◆ Problem details ◆
Everything in the listing must be transcribed exactly, from the first line to the last.

◆ Data ◆

-------------------------

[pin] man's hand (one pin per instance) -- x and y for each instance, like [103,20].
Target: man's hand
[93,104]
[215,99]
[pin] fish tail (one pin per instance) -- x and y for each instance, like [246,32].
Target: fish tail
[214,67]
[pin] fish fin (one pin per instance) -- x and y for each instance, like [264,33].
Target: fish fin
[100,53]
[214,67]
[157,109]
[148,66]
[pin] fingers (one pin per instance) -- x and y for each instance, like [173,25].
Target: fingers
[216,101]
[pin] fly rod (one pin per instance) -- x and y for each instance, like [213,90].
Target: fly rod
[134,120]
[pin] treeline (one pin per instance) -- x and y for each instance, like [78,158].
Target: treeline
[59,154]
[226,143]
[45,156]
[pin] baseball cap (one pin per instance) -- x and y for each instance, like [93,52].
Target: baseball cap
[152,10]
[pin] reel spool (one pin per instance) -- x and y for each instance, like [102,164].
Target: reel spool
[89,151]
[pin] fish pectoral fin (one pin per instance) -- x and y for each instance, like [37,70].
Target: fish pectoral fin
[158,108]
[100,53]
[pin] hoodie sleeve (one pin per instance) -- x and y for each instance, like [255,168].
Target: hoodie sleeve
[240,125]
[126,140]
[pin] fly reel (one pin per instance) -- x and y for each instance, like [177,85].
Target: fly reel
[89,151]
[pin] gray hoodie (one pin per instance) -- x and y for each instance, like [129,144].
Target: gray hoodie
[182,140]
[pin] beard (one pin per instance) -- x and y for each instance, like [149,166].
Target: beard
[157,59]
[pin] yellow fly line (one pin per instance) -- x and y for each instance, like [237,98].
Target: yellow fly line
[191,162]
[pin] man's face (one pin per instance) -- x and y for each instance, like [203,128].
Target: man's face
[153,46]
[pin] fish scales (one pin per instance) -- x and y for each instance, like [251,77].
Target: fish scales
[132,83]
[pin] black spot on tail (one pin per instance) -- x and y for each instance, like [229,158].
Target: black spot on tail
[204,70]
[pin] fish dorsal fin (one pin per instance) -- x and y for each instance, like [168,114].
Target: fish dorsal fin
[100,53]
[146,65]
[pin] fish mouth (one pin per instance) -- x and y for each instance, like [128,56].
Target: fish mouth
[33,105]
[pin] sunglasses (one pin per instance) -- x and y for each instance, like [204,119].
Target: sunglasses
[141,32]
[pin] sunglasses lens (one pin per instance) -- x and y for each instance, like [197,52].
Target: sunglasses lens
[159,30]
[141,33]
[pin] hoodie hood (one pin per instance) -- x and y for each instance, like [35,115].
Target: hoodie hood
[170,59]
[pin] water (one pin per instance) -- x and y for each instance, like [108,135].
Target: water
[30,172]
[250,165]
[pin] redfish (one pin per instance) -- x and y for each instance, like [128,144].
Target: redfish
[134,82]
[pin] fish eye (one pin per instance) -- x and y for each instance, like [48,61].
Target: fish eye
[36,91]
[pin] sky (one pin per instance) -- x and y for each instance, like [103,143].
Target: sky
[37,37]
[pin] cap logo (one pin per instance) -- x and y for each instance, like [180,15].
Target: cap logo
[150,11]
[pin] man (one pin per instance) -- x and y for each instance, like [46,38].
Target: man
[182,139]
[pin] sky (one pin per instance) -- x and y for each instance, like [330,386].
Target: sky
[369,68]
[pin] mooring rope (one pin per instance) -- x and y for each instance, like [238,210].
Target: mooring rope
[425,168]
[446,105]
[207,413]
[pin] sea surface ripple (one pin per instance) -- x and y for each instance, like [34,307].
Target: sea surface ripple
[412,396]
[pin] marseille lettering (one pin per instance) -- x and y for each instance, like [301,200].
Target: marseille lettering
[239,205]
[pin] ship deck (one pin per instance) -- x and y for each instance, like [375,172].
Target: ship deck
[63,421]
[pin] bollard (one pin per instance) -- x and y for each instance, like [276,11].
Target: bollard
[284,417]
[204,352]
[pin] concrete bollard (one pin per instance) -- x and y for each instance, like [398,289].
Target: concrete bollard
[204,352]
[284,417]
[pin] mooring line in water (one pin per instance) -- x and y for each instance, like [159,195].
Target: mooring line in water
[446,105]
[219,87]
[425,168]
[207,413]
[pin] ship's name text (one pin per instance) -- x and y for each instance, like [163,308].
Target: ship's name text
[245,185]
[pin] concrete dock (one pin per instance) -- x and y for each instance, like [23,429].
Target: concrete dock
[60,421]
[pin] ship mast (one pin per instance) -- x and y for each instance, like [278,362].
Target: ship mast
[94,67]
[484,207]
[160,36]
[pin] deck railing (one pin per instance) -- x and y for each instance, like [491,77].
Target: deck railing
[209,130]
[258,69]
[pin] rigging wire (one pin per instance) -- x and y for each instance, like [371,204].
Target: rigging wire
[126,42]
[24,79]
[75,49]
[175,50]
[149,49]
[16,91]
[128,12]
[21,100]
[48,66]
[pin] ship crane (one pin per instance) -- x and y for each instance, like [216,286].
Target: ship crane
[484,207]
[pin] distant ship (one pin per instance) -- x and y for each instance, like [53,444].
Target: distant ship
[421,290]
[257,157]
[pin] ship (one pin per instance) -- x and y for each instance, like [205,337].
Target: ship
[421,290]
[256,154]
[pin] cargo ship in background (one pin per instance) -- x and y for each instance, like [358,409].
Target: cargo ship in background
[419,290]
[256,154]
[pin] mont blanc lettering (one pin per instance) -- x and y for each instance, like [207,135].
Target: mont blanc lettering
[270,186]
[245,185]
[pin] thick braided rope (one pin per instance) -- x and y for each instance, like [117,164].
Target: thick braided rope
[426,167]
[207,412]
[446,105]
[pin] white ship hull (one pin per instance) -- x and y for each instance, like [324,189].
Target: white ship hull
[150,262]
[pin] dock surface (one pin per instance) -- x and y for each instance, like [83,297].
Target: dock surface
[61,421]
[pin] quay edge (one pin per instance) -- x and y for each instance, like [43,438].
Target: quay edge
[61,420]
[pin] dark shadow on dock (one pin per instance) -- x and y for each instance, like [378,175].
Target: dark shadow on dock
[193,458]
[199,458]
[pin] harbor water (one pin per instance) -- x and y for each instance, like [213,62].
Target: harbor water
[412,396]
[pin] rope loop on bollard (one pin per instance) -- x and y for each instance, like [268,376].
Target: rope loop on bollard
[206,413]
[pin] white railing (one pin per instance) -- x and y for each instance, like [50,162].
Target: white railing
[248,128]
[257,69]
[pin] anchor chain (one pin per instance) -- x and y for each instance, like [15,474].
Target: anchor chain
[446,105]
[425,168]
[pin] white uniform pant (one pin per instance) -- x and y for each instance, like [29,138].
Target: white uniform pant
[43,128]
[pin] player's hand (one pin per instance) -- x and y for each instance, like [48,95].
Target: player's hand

-------------------------

◆ Completed exercise ◆
[pin] man's hand (one pin per instance) -- x and y for each instance, like [103,20].
Target: man's hand
[93,104]
[215,99]
[pin] fish tail (one pin per instance) -- x and y for each instance, like [246,32].
Target: fish tail
[214,67]
[pin] fish fin (one pin per instance) -- x and y for each instance, like [264,33].
Target: fish fin
[100,53]
[214,67]
[157,109]
[148,66]
[pin] fingers (one pin per instance) -- x and y for each instance, like [173,25].
Target: fingers
[216,101]
[pin] fly rod (one pin per instance) -- x and y for each instance, like [213,90].
Target: fly rod
[134,120]
[pin] treeline (one pin per instance) -- x and y for each instance, like [78,158].
Target: treeline
[59,154]
[226,143]
[45,156]
[pin] baseball cap (one pin per instance) -- x and y for each instance, like [93,52].
Target: baseball cap
[152,10]
[pin] reel spool (one pin per instance) -- x and y for each instance, like [102,164].
Target: reel spool
[89,151]
[pin] fish pectoral fin (one pin per instance) -- x and y for each instance, like [37,70].
Target: fish pectoral fin
[158,108]
[100,53]
[pin] hoodie sleeve (one pin per instance) -- x and y for each instance, like [255,168].
Target: hoodie sleeve
[240,125]
[126,140]
[pin] fly reel (one pin per instance) -- x and y for each instance, like [177,85].
Target: fly reel
[89,151]
[pin] gray hoodie (one pin per instance) -- x and y for each instance, like [129,144].
Target: gray hoodie
[182,140]
[pin] beard (one pin per instance) -- x and y for each instance, like [149,166].
Target: beard
[157,59]
[pin] yellow fly line (one pin per instance) -- x and y for each instance, like [237,98].
Target: yellow fly line
[191,162]
[pin] man's face (one pin per instance) -- x and y for each instance, like [203,128].
Target: man's face
[153,46]
[pin] fish scales (one pin per instance) -- x and y for each instance, like [251,77].
Target: fish scales
[132,83]
[pin] black spot on tail (one pin per instance) -- x and y for each instance, like [229,158].
Target: black spot on tail
[204,70]
[pin] fish dorsal fin (one pin per instance) -- x and y for each instance, like [168,114].
Target: fish dorsal fin
[100,53]
[146,65]
[pin] fish mouth (one pin per instance) -- x and y for each instance, like [128,56].
Target: fish mouth
[33,105]
[pin] sunglasses (one pin per instance) -- x and y for each instance, like [204,119].
Target: sunglasses
[141,32]
[pin] sunglasses lens (one pin per instance) -- x and y for each instance, like [197,52].
Target: sunglasses lens
[159,30]
[141,33]
[pin] hoodie hood (one pin per instance) -- x and y for each instance, like [35,115].
Target: hoodie hood
[170,59]
[pin] water (one pin per instance) -- x and y for each instance, like [108,135].
Target: water
[30,172]
[250,165]
[pin] redfish (one pin per instance) -- x and y for each instance, like [128,144].
Target: redfish
[134,82]
[pin] fish eye (one pin per instance) -- x and y for each instance, like [48,61].
Target: fish eye
[36,91]
[pin] sky (one pin per instance) -- x and y for each instance, like [103,143].
Target: sky
[37,37]
[pin] cap logo (one pin per instance) -- x and y for each instance, like [180,15].
Target: cap logo
[150,11]
[pin] man (one pin per instance) -- x and y for each instance, like [46,38].
Target: man
[182,139]
[pin] sky (one pin per instance) -- x and y for each instance, like [330,386].
Target: sky
[369,68]
[pin] mooring rope (one pin per instance) -- x and y for each instance, like [238,210].
Target: mooring rope
[425,168]
[446,105]
[207,413]
[pin] sea surface ripple (one pin per instance) -- x and y for each instance, like [34,307].
Target: sea surface ripple
[412,396]
[pin] marseille lettering (one pin per instance) -- x and y for each instance, like [301,200].
Target: marseille lettering
[239,205]
[pin] ship deck (one pin per instance) -- x and y for each instance, like [375,172].
Target: ship deck
[63,421]
[pin] bollard (one pin per instance) -- x and y for each instance, like [276,11].
Target: bollard
[284,417]
[204,352]
[pin] concrete bollard (one pin per instance) -- x and y for each instance, like [398,289].
Target: concrete bollard
[204,352]
[284,417]
[pin] mooring line in water (one pin per instance) -- x and y for each instance, like [159,195].
Target: mooring line in water
[446,105]
[219,87]
[425,168]
[207,413]
[pin] ship's name text (one pin per instance) -- x and y for each instance, like [163,308].
Target: ship's name text
[245,185]
[pin] concrete dock (one pin per instance) -- x and y for each instance, like [23,429].
Target: concrete dock
[60,421]
[pin] ship mast (one pin per instance) -- x and y for each instance, like [278,362].
Target: ship mast
[94,67]
[484,207]
[160,36]
[pin] deck railing (one pin per instance) -- x and y for each instance, like [491,77].
Target: deck railing
[209,130]
[258,69]
[pin] rigging wire (one pin per instance) -- x and y for each instance, like [371,204].
Target: rigging wire
[126,42]
[24,79]
[75,49]
[175,50]
[149,49]
[16,91]
[128,12]
[21,100]
[48,66]
[pin] ship crane (one pin per instance) -- x and y for each instance, like [216,286].
Target: ship crane
[484,207]
[pin] distant ship (one pin per instance) -- x and y for each instance, like [53,444].
Target: distant ship
[421,290]
[257,157]
[pin] ship (one pin per instance) -- x and y for each instance, like [205,337].
Target: ship
[421,290]
[256,154]
[pin] cargo ship in background (one pin per instance) -- x and y for each instance, like [358,409].
Target: cargo ship in background
[419,290]
[256,154]
[pin] mont blanc lettering (one pin per instance) -- x and y for each instance, like [207,135].
Target: mont blanc lettering
[270,186]
[245,185]
[pin] thick braided rope (one pin per instance) -- x and y for each instance, like [117,164].
Target: thick braided rope
[426,167]
[207,412]
[446,105]
[pin] white ship hull (one pin per instance) -- x and y for each instance, like [324,189].
Target: white ship hull
[150,262]
[pin] dock surface (one pin per instance) -- x and y for each instance, like [83,297].
Target: dock surface
[61,421]
[pin] quay edge (one pin per instance) -- x and y for each instance, like [43,438].
Target: quay edge
[61,420]
[pin] dark shadow on dock (one pin per instance) -- x and y for each instance, like [378,175].
Target: dark shadow on dock
[193,458]
[199,458]
[pin] harbor water (one pin per instance) -- x and y for each instance, like [213,62].
Target: harbor water
[412,396]
[pin] rope loop on bollard (one pin per instance) -- x and y for each instance, like [268,376].
Target: rope loop on bollard
[206,413]
[pin] white railing (one pin per instance) -- x and y for each instance, like [50,162].
Target: white railing
[248,128]
[257,69]
[pin] anchor chain (one pin per instance) -- x and y for each instance, like [15,474].
Target: anchor chain
[446,105]
[425,168]
[pin] white uniform pant (one pin per instance) -- x and y for each instance, like [29,138].
Target: white uniform pant
[43,128]
[pin] player's hand (one pin per instance) -- x and y for each instance, like [48,95].
Target: player's hand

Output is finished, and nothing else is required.